**REQUIRED ACTION**: Output the full listing that appears below, exactly as it is presented.

**GIVEN INFORMATION**:

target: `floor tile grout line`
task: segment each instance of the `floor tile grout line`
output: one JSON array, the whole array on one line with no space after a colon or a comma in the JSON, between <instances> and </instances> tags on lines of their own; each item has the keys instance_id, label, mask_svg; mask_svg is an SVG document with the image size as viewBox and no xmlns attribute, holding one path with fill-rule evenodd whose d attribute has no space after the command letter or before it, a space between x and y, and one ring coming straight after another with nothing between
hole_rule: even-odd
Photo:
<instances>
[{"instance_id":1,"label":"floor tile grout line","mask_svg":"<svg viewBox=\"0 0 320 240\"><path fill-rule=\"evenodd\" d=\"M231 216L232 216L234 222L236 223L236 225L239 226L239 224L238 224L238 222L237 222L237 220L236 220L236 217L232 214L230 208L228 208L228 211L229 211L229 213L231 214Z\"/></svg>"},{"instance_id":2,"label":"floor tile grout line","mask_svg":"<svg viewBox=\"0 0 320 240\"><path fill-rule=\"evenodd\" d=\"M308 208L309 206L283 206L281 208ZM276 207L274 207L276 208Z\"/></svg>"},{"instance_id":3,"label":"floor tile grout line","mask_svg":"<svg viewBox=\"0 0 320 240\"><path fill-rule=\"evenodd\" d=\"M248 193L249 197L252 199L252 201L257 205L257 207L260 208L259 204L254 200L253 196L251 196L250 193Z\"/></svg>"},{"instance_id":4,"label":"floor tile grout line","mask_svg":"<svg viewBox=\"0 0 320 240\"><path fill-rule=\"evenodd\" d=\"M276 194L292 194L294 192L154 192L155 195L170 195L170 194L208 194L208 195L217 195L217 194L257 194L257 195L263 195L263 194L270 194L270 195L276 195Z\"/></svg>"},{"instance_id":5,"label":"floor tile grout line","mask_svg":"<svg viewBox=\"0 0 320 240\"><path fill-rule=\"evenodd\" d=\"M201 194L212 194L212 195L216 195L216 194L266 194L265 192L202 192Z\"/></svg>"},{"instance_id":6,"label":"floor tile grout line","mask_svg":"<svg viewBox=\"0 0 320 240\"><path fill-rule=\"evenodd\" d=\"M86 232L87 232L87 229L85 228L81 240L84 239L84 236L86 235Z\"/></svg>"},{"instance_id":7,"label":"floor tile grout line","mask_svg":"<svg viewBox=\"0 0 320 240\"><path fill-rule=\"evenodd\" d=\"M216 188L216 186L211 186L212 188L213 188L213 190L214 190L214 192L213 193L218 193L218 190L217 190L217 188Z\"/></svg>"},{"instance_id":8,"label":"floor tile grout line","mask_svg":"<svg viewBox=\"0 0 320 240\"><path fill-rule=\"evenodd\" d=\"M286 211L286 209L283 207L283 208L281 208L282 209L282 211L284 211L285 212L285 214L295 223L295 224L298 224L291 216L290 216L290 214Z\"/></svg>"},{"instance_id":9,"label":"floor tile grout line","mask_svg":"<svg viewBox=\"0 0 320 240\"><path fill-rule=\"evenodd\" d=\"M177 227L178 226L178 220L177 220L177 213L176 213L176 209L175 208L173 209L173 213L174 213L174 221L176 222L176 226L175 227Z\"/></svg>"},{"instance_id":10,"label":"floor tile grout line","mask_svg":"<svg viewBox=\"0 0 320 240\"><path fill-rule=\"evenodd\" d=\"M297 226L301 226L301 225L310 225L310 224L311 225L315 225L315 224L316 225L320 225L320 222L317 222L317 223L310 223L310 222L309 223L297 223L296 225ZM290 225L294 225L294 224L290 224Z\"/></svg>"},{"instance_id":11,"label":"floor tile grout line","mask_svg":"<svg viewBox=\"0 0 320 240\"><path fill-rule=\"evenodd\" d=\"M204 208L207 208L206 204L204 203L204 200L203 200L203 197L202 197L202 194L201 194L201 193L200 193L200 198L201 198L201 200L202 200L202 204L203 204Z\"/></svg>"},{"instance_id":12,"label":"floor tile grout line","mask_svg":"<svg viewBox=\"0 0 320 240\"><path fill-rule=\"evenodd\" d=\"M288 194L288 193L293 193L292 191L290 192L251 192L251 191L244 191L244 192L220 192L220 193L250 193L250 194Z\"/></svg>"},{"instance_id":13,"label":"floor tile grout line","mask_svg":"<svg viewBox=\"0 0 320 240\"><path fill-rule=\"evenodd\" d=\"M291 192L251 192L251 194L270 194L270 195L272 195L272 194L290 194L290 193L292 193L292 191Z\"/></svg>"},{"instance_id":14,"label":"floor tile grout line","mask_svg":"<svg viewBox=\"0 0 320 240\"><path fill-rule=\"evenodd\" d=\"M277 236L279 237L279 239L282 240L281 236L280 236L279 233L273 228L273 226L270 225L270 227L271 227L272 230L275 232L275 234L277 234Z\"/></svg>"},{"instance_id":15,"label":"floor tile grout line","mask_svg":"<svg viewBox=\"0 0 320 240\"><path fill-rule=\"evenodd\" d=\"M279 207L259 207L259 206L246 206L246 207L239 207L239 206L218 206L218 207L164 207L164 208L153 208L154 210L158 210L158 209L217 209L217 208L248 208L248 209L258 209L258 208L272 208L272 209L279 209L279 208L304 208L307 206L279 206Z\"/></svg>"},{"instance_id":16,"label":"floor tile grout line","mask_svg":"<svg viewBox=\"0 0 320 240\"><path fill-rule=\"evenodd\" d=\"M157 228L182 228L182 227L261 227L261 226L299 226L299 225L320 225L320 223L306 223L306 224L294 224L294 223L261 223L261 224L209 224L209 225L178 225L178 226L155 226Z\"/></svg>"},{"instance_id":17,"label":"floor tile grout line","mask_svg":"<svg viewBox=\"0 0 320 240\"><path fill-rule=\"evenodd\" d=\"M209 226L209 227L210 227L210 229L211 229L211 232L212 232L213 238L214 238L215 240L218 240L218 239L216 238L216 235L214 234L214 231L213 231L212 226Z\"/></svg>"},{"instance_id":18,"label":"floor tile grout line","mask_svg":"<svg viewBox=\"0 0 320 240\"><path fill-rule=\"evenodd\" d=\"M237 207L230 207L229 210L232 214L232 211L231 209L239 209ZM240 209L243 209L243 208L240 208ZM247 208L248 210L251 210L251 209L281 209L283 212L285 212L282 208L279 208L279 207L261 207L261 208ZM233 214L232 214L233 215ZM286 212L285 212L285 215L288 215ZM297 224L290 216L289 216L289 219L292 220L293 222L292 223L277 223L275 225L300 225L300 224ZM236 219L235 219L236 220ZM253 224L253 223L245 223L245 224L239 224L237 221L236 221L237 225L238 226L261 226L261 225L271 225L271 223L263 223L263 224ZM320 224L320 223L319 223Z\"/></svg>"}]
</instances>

**REPLY**:
target: `floor tile grout line`
task: segment each instance of the `floor tile grout line`
output: one JSON array, the whole array on one line with no space after a colon or a comma in the JSON, between <instances> and </instances> tags on lines of their own; each item has the keys instance_id, label, mask_svg; mask_svg is an SVG document with the image size as viewBox and no xmlns attribute, holding one path with fill-rule evenodd whose d attribute has no space after the command letter or before it, a space between x and y, and one ring coming straight after another with nothing between
hole_rule: even-odd
Photo:
<instances>
[{"instance_id":1,"label":"floor tile grout line","mask_svg":"<svg viewBox=\"0 0 320 240\"><path fill-rule=\"evenodd\" d=\"M231 216L232 216L234 222L236 223L236 225L239 226L239 224L238 224L238 222L237 222L237 220L236 220L236 217L232 214L230 208L228 208L228 211L229 211L229 213L231 214Z\"/></svg>"},{"instance_id":2,"label":"floor tile grout line","mask_svg":"<svg viewBox=\"0 0 320 240\"><path fill-rule=\"evenodd\" d=\"M308 208L309 206L283 206L281 208ZM276 207L274 207L276 208Z\"/></svg>"},{"instance_id":3,"label":"floor tile grout line","mask_svg":"<svg viewBox=\"0 0 320 240\"><path fill-rule=\"evenodd\" d=\"M248 193L249 197L252 199L252 201L257 205L257 207L260 208L259 204L254 200L253 196L251 196L250 193Z\"/></svg>"},{"instance_id":4,"label":"floor tile grout line","mask_svg":"<svg viewBox=\"0 0 320 240\"><path fill-rule=\"evenodd\" d=\"M276 194L292 194L294 192L154 192L155 195L170 195L170 194L208 194L208 195L217 195L217 194L257 194L257 195L263 195L263 194L270 194L270 195L276 195Z\"/></svg>"},{"instance_id":5,"label":"floor tile grout line","mask_svg":"<svg viewBox=\"0 0 320 240\"><path fill-rule=\"evenodd\" d=\"M201 194L212 194L212 195L216 195L216 194L266 194L265 192L202 192Z\"/></svg>"},{"instance_id":6,"label":"floor tile grout line","mask_svg":"<svg viewBox=\"0 0 320 240\"><path fill-rule=\"evenodd\" d=\"M86 232L87 232L87 229L85 228L81 240L84 239L84 236L86 235Z\"/></svg>"},{"instance_id":7,"label":"floor tile grout line","mask_svg":"<svg viewBox=\"0 0 320 240\"><path fill-rule=\"evenodd\" d=\"M216 188L216 186L211 186L212 188L213 188L213 190L214 190L214 192L213 193L218 193L218 190L217 190L217 188Z\"/></svg>"},{"instance_id":8,"label":"floor tile grout line","mask_svg":"<svg viewBox=\"0 0 320 240\"><path fill-rule=\"evenodd\" d=\"M286 211L286 209L283 207L283 208L281 208L282 209L282 211L284 211L285 212L285 214L295 223L295 224L298 224L291 216L290 216L290 214Z\"/></svg>"},{"instance_id":9,"label":"floor tile grout line","mask_svg":"<svg viewBox=\"0 0 320 240\"><path fill-rule=\"evenodd\" d=\"M177 227L178 226L178 220L177 220L177 213L176 213L176 209L175 208L173 209L173 213L174 213L174 221L176 222L176 226L175 227Z\"/></svg>"},{"instance_id":10,"label":"floor tile grout line","mask_svg":"<svg viewBox=\"0 0 320 240\"><path fill-rule=\"evenodd\" d=\"M297 226L301 226L301 225L310 225L310 224L311 225L315 225L315 224L316 225L320 225L320 222L317 222L317 223L310 223L310 222L309 223L297 223L296 225ZM290 225L294 225L294 224L290 224Z\"/></svg>"},{"instance_id":11,"label":"floor tile grout line","mask_svg":"<svg viewBox=\"0 0 320 240\"><path fill-rule=\"evenodd\" d=\"M204 208L207 208L206 204L204 203L204 200L203 200L203 197L202 197L202 194L201 194L201 193L200 193L200 198L201 198L201 200L202 200L202 204L203 204Z\"/></svg>"},{"instance_id":12,"label":"floor tile grout line","mask_svg":"<svg viewBox=\"0 0 320 240\"><path fill-rule=\"evenodd\" d=\"M288 194L288 193L293 193L292 191L290 192L251 192L251 191L244 191L244 192L220 192L220 193L250 193L250 194Z\"/></svg>"},{"instance_id":13,"label":"floor tile grout line","mask_svg":"<svg viewBox=\"0 0 320 240\"><path fill-rule=\"evenodd\" d=\"M291 192L251 192L251 194L270 194L270 195L272 195L272 194L290 194L290 193L292 193L292 191Z\"/></svg>"},{"instance_id":14,"label":"floor tile grout line","mask_svg":"<svg viewBox=\"0 0 320 240\"><path fill-rule=\"evenodd\" d=\"M277 236L279 237L279 239L282 240L281 236L280 236L279 233L273 228L273 226L270 225L270 227L271 227L272 230L275 232L275 234L277 234Z\"/></svg>"},{"instance_id":15,"label":"floor tile grout line","mask_svg":"<svg viewBox=\"0 0 320 240\"><path fill-rule=\"evenodd\" d=\"M279 207L259 207L259 206L246 206L246 207L239 207L239 206L218 206L218 207L164 207L164 208L153 208L154 210L158 210L158 209L217 209L217 208L248 208L248 209L258 209L258 208L272 208L272 209L279 209L279 208L304 208L307 206L279 206Z\"/></svg>"},{"instance_id":16,"label":"floor tile grout line","mask_svg":"<svg viewBox=\"0 0 320 240\"><path fill-rule=\"evenodd\" d=\"M157 228L182 228L182 227L261 227L261 226L299 226L299 225L320 225L320 223L306 223L306 224L294 224L294 223L261 223L261 224L209 224L209 225L178 225L178 226L155 226Z\"/></svg>"},{"instance_id":17,"label":"floor tile grout line","mask_svg":"<svg viewBox=\"0 0 320 240\"><path fill-rule=\"evenodd\" d=\"M209 226L209 227L210 227L210 229L211 229L211 232L212 232L213 238L214 238L215 240L218 240L218 239L216 238L216 235L214 234L214 231L213 231L212 226Z\"/></svg>"},{"instance_id":18,"label":"floor tile grout line","mask_svg":"<svg viewBox=\"0 0 320 240\"><path fill-rule=\"evenodd\" d=\"M237 207L230 207L229 210L232 214L232 211L231 209L239 209ZM240 209L243 209L243 208L240 208ZM247 208L248 210L251 210L251 209L281 209L283 212L285 212L282 208L279 208L279 207L261 207L261 208ZM233 214L232 214L233 215ZM286 212L285 212L285 215L288 215ZM297 224L290 216L289 216L289 219L292 220L293 222L292 223L277 223L275 225L300 225L300 224ZM236 219L235 219L236 220ZM253 224L253 223L245 223L245 224L239 224L237 221L236 221L237 225L238 226L261 226L261 225L271 225L271 223L263 223L263 224ZM320 224L320 223L319 223Z\"/></svg>"}]
</instances>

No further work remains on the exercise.